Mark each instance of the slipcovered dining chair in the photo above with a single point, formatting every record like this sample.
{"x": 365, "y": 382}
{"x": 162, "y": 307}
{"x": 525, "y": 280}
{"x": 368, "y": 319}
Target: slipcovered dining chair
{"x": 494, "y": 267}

+ + + + +

*EXERCISE DESCRIPTION*.
Copy every line of the entries above again, requests included, and add 22 to each coordinate in the answers.

*TASK RESULT*.
Mark each instance of the slipcovered dining chair in the photo above with a single point, formatting every record like this sample.
{"x": 365, "y": 382}
{"x": 162, "y": 307}
{"x": 525, "y": 280}
{"x": 368, "y": 319}
Target: slipcovered dining chair
{"x": 516, "y": 289}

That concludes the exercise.